INSTRUCTIONS FOR THE TASK
From the records beneath, determine how many lines contain "white" and report only that figure.

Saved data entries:
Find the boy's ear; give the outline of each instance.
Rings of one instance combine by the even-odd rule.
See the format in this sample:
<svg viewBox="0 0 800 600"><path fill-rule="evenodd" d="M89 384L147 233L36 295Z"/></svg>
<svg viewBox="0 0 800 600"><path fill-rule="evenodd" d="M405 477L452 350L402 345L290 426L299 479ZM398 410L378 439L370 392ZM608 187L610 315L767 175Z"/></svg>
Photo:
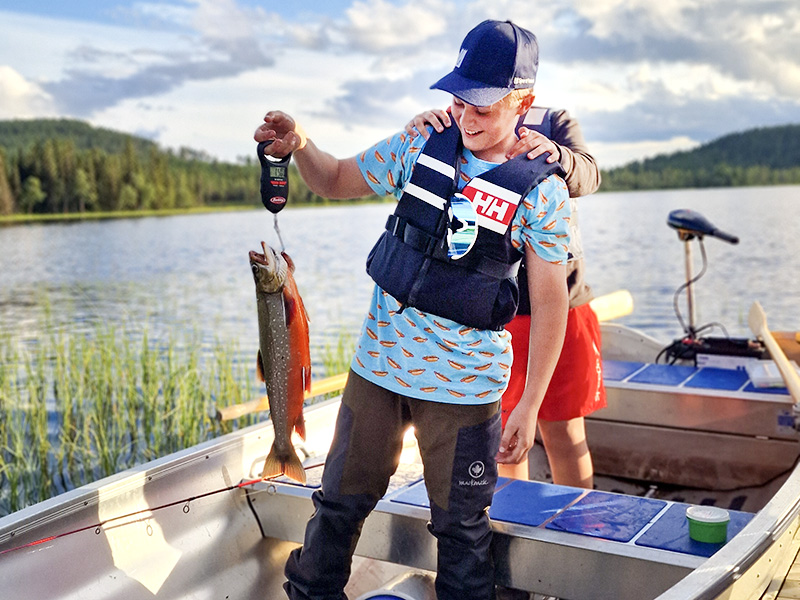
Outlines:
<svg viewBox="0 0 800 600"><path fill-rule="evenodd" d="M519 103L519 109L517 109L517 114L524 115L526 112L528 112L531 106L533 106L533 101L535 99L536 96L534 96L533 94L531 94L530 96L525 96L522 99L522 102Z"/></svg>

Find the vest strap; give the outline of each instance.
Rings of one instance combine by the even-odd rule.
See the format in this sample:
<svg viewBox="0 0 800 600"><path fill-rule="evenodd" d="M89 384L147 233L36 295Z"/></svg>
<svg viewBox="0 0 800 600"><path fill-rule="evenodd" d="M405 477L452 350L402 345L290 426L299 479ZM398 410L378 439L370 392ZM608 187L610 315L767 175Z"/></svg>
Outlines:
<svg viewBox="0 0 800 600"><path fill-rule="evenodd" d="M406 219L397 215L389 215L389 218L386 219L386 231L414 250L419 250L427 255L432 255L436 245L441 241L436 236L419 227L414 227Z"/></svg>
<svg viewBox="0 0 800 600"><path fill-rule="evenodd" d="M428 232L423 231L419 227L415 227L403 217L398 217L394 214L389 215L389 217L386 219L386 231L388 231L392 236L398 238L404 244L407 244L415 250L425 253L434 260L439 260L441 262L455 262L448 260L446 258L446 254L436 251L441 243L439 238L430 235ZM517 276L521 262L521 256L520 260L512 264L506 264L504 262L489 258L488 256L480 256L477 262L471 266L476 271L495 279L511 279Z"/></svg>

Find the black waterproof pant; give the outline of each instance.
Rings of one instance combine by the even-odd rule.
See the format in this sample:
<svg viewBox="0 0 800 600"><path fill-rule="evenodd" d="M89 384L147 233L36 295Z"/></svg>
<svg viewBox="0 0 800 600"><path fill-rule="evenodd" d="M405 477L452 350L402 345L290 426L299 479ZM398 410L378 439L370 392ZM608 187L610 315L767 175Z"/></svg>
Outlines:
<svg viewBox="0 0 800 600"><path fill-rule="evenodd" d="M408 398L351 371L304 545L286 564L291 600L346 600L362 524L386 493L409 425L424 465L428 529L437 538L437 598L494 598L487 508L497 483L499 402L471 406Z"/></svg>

==

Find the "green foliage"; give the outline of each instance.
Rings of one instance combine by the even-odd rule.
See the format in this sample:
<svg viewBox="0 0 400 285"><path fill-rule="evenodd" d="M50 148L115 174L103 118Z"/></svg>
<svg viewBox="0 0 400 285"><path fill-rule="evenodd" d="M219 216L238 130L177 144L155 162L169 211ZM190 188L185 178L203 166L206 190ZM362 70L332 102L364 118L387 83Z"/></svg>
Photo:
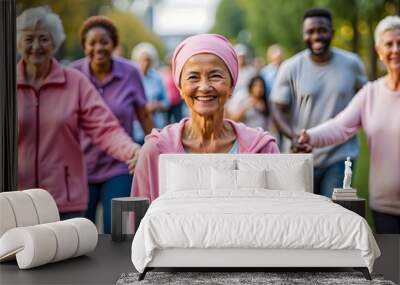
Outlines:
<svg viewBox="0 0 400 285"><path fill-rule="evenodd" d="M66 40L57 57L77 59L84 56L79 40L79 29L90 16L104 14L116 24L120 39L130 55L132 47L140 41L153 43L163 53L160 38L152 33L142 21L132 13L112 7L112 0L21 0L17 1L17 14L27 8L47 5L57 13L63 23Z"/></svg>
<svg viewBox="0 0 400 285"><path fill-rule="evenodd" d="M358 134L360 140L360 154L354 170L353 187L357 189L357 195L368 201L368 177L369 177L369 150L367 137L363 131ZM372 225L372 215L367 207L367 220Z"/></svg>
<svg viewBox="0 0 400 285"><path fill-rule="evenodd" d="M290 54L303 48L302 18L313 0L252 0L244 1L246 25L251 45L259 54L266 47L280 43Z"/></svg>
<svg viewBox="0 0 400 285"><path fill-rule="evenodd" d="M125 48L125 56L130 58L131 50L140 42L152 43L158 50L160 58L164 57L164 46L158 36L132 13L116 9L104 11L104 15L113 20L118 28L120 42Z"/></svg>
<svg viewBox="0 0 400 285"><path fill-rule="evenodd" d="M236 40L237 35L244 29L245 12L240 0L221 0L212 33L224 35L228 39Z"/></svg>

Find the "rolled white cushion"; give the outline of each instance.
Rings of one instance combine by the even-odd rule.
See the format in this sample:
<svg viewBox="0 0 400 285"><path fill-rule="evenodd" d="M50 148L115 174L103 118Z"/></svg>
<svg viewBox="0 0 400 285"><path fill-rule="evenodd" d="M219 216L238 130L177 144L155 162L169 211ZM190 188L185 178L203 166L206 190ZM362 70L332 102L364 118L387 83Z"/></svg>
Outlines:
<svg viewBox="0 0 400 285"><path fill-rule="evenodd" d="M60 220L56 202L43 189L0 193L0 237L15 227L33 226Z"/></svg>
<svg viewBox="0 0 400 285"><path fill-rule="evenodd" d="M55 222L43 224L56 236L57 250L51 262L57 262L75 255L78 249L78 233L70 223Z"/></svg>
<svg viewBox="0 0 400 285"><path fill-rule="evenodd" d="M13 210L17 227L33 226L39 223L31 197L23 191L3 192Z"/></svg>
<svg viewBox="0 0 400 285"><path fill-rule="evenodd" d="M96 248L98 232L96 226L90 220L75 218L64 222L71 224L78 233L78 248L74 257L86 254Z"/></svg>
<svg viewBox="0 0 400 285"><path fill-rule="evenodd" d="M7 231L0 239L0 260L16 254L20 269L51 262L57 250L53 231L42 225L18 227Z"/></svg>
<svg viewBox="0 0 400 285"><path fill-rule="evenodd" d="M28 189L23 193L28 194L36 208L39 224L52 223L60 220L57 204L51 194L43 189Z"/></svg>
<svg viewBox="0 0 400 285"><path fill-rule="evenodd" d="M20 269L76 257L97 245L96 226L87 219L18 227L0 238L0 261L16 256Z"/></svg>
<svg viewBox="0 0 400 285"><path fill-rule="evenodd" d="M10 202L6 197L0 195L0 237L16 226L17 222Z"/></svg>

...

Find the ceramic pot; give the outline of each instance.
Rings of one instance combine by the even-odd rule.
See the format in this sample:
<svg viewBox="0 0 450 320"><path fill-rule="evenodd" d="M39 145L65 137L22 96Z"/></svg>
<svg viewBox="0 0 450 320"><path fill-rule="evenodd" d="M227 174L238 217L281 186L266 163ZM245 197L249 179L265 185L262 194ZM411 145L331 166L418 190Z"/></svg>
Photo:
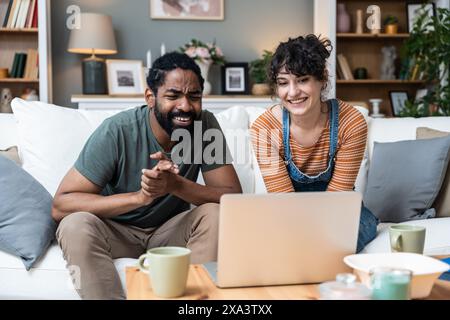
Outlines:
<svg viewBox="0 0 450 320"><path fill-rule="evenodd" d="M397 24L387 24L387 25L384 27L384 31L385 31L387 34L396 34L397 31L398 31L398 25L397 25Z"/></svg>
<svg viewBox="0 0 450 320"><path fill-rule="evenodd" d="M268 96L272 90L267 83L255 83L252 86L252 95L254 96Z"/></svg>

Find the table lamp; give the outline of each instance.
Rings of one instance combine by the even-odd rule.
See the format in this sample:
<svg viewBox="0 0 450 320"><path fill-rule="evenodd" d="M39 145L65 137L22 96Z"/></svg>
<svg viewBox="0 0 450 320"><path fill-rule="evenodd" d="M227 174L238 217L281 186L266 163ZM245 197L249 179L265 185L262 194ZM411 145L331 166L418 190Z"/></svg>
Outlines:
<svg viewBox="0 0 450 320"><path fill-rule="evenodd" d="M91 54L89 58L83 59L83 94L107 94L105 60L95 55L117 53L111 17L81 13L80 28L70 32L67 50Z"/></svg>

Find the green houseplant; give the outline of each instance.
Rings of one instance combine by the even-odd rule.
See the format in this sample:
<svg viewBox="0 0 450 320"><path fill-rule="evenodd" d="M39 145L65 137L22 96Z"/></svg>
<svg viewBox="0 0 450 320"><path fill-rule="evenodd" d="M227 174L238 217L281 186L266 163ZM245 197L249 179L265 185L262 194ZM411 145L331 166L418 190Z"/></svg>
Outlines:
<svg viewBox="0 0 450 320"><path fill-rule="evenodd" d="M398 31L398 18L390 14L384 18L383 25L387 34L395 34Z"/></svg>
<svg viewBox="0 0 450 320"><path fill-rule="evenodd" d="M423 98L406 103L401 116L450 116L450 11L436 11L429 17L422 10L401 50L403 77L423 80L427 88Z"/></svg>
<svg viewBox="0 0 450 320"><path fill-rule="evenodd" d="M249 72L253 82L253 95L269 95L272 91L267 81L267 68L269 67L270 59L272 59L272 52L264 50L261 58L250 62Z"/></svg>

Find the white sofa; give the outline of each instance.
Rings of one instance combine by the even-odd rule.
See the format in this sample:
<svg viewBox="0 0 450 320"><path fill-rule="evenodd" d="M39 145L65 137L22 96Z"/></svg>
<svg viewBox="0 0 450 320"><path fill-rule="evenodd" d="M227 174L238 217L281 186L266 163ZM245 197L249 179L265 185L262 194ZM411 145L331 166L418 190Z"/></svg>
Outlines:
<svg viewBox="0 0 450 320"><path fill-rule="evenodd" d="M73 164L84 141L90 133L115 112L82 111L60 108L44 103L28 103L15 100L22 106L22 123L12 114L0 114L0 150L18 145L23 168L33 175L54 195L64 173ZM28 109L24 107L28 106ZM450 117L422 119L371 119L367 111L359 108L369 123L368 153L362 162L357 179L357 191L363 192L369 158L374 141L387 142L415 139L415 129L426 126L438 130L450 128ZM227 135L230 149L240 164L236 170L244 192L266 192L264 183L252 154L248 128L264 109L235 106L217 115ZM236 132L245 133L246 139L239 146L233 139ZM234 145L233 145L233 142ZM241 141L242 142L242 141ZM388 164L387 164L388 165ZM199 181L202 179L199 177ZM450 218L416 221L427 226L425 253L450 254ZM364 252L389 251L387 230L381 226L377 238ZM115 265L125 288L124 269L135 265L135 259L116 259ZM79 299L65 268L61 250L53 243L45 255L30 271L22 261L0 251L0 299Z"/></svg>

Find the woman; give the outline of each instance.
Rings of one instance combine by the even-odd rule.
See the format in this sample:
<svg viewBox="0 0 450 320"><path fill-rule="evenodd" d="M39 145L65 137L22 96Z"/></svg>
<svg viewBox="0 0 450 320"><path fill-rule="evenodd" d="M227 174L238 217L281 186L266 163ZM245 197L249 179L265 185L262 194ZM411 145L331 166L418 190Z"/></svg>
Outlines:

TASK SOLUTION
2